[Records from a pointing dataset]
BEGIN

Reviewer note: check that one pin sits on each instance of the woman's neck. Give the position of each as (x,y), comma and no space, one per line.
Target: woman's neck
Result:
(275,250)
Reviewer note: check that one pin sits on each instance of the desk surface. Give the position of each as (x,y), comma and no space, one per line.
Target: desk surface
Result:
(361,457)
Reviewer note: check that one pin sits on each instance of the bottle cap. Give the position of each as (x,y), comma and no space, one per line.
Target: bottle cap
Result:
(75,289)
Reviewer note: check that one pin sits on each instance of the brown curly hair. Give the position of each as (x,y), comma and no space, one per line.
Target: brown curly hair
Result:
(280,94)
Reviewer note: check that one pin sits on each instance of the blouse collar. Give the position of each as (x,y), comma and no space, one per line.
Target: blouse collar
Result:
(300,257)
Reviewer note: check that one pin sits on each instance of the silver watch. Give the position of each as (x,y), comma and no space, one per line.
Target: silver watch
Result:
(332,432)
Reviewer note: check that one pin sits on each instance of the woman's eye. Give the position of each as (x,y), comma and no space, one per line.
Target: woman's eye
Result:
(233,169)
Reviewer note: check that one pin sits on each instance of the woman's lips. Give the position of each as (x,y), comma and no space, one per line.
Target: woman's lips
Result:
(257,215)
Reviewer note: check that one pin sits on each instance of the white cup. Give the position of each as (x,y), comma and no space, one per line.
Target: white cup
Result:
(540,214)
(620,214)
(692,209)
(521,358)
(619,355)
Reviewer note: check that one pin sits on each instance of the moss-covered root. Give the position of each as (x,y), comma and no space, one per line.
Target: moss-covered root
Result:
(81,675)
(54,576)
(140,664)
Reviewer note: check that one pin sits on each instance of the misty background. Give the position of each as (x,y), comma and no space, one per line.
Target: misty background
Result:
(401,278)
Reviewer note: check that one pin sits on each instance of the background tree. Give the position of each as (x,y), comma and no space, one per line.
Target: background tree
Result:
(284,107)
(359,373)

END

◆ **WRITTEN EXERCISE**
Write out the listing above again, swapping "Reviewer note" for "Annotator note" everywhere it occurs. Leave every other part unchanged.

◆ **FULL SOLUTION**
Annotator note: check that one pin sits on each instance of the woman's neck. Give the position of each as (x,y), comma and no space, one per line.
Target: woman's neck
Result:
(275,250)
Annotator note: check that one pin sits on each instance of the desk surface. Give the position of each as (x,y), comma and no space, one per line.
Target: desk surface
Result:
(361,457)
Annotator note: check that one pin sits on each instance of the bottle cap. Give the position of each as (x,y), comma and no space, one per line.
Target: bottle cap
Result:
(75,289)
Annotator note: check that one pin sits on each instance of the brown curly hair. Give the position of each as (x,y), comma and no space, one per line.
Target: brown curly hair
Result:
(280,94)
Annotator note: check that one pin sits on each instance of the blouse collar. Give the position of each as (x,y), comma and no space, one per line.
Target: blouse collar
Result:
(300,257)
Annotator note: check that one pin sits on each instance of the silver watch. Give the position of each as (x,y), comma and no space, one per line.
Target: silver watch
Result:
(332,432)
Annotator note: check that one pin sits on each instance of the woman's eye. Give the position of each as (x,y), comma and no space, one per line.
Target: woman's eye
Result:
(233,169)
Annotator note: check that one pin sits on each instance of the woman's lips. Give the position of each as (x,y), comma and no space, one per line.
Target: woman's lips
Result:
(257,215)
Annotator note: check that one pin sits on each instance of the white cup. Give the position of each as (x,y), comma and no space, one per line.
Target: white cup
Result:
(540,214)
(620,214)
(692,209)
(521,358)
(619,355)
Annotator note: check that one pin sits on each instance of the moss-covered root. Give the position of each as (x,y), comma and no space, one per line.
Target: moss-covered root
Result:
(81,675)
(54,576)
(140,664)
Annotator note: check that one pin sits on each instance of the misty background. Give the position of each as (x,y), comma and no space, one per line.
Target: misty background
Result:
(401,278)
Annotator note: check that one pin sits on each instance of the background tree. Give the position of each as (x,y), comma and no space, one per line.
Target: background tree
Result:
(284,107)
(359,373)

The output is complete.